Aim of the exercise: In the driver debugging thread, which distribution has the kernel crash dump utility available by default?

This trick works only in simpler environments like bootloaders or more simple kernels where system runs in default low-end video mode and there is no need to sync access to the video memory. In such systems tracing via debugging output to the display via direct writing to the video memory can be great and in many times the only tool that can be used for debugging purposes. Linux is not the case.
What techniques can be recommended from the software debugging point of view:
Try to review you driver code devoting special attention to interrupt handler and places where you disable/enable interrupts for synchronization.
Commenting out of all driver logic with gradual uncommenting can help a lot with localization of the issue.
You can try to use remote kernel debugging of your driver. I advice to try to use virtual machine for that purposes, but I'm not aware about do they allow to pass the PCI device in the virtual machine.
You can try the trick with in-memory tracing. The idea is to preallocate the memory chunk with well known virtual and physical addresses and zeroes it. Then modify your driver to write the trace data in this chunk using its virtual address. (For example, assign an unique integer value to each event that you want to trace and write '1' into the appropriate index of bytes array in the preallocated memory cell). Then when your system will hang you can simply force full memory dump generation and then analyze the memory layout packed in the dump using physical address of the memory chunk with traces. I had used this technique with VmWare Workstation VM on Windows. When the system had hanged I just pause a VM instance and looked to the appropriate .vmem file that contains raw memory latout of the physical memory of the VM instance. Not sure that this trick will work easy or even will work at all on Linux, but I would try it.
Finally, you can try to trace the messages on the PCI bus, but I'm not an expert in this field and not sure do it can help in your case or not.
In general kernel debugging is a quite tricky task, where a lot of tricks in use and all they works only for a specific set of cases. :(
I would put a logic analyzer on the bus lines (on FPGA you could use chipscope or similar). You'll then be able to tell which access is in cause (and fix the hardware). It will be useful anyway in order to debug or analyze future issues.
Another way would be to use the kernel crash dump utility which saved me some headaches in the past. But depending your Linux distribution requires installing (available by default in RH). See http://people.redhat.com/anderson/crash_whitepaper/
There isn't really anything that is run before your init. Bus enumeration is done at boot, if that goes by without a hitch the earliest cause for freezing should be something in your driver init AFAIK.

Extracted material:
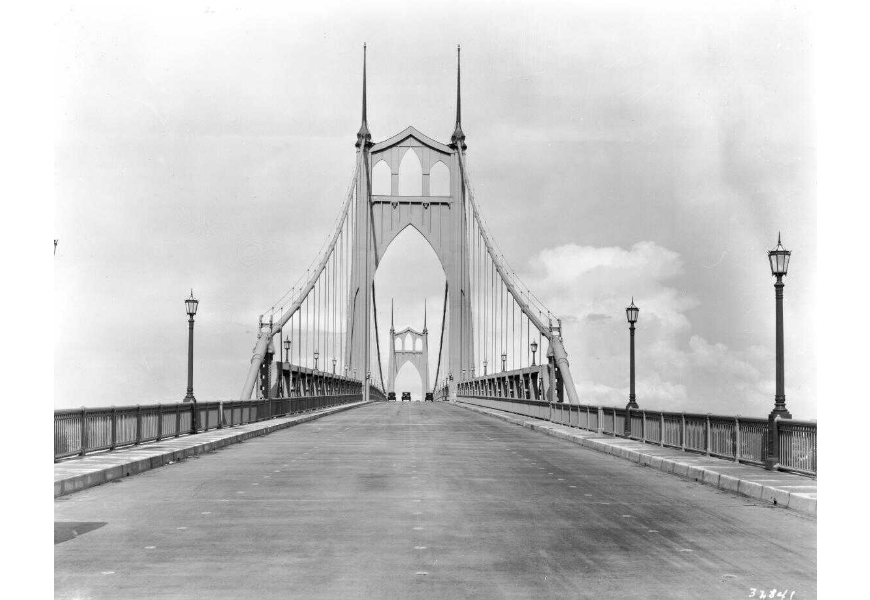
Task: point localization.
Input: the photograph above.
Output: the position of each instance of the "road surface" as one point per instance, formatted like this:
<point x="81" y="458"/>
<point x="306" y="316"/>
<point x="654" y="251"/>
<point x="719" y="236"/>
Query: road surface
<point x="414" y="500"/>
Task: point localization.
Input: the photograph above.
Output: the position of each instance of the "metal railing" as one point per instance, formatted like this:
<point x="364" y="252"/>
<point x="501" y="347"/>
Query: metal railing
<point x="736" y="438"/>
<point x="79" y="431"/>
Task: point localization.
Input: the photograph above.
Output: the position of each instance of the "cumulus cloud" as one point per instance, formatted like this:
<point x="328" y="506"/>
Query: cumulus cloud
<point x="677" y="369"/>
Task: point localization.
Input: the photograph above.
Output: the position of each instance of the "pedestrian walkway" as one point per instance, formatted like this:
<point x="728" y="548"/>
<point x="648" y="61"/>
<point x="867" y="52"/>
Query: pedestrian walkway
<point x="77" y="474"/>
<point x="782" y="489"/>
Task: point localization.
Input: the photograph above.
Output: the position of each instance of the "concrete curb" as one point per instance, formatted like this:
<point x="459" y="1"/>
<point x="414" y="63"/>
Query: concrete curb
<point x="89" y="471"/>
<point x="782" y="489"/>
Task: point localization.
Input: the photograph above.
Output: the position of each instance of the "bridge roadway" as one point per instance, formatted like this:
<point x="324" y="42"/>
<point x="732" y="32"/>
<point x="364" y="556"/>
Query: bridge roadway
<point x="412" y="500"/>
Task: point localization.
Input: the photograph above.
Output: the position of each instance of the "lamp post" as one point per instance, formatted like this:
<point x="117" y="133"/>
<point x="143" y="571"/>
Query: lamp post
<point x="190" y="305"/>
<point x="287" y="344"/>
<point x="631" y="314"/>
<point x="779" y="258"/>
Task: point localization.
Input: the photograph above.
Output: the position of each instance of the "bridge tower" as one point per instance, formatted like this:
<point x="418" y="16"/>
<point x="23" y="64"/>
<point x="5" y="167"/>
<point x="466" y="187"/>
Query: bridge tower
<point x="440" y="216"/>
<point x="418" y="358"/>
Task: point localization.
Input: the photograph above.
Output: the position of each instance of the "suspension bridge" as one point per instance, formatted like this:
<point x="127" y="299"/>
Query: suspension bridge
<point x="383" y="500"/>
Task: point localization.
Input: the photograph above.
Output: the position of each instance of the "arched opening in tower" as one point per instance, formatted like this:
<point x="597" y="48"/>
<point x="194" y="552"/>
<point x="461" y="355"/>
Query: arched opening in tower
<point x="411" y="276"/>
<point x="408" y="380"/>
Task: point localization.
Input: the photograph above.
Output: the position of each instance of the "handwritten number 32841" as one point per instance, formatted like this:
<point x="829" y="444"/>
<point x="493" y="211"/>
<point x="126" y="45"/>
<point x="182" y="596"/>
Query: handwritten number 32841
<point x="756" y="593"/>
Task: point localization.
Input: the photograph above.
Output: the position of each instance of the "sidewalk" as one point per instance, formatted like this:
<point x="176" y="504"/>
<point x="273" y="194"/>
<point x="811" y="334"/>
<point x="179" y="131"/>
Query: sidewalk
<point x="75" y="474"/>
<point x="782" y="489"/>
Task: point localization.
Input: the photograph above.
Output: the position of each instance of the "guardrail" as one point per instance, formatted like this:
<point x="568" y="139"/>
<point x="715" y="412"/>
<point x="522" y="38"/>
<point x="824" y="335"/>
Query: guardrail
<point x="79" y="431"/>
<point x="736" y="438"/>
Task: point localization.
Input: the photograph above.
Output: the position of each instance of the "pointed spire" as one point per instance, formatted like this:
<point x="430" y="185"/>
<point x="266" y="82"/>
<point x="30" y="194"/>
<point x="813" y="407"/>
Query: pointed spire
<point x="458" y="136"/>
<point x="363" y="136"/>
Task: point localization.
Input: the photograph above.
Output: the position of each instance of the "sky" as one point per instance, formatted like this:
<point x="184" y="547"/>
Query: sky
<point x="617" y="150"/>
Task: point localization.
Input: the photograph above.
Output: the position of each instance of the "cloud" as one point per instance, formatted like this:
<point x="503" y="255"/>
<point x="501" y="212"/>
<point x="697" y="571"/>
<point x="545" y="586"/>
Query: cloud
<point x="677" y="369"/>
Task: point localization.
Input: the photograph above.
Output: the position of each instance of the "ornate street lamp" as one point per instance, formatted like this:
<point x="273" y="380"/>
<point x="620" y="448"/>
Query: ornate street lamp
<point x="190" y="305"/>
<point x="631" y="314"/>
<point x="779" y="258"/>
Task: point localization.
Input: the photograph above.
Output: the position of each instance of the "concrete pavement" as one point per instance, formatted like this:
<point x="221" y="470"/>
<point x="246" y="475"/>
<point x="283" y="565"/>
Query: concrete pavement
<point x="787" y="490"/>
<point x="414" y="500"/>
<point x="75" y="474"/>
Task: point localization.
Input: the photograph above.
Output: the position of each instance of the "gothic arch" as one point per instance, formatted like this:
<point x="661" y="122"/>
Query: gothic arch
<point x="382" y="178"/>
<point x="410" y="175"/>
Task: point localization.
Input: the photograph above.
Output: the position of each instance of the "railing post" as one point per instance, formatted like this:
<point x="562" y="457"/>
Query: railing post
<point x="771" y="462"/>
<point x="662" y="429"/>
<point x="114" y="428"/>
<point x="737" y="439"/>
<point x="683" y="432"/>
<point x="84" y="435"/>
<point x="707" y="436"/>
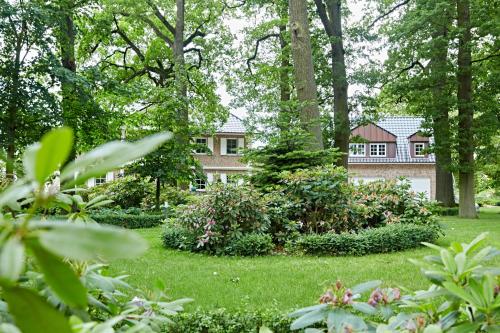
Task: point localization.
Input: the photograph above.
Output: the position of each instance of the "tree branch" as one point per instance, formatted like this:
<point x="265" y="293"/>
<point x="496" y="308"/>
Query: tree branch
<point x="256" y="50"/>
<point x="393" y="9"/>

Answer for the task: RH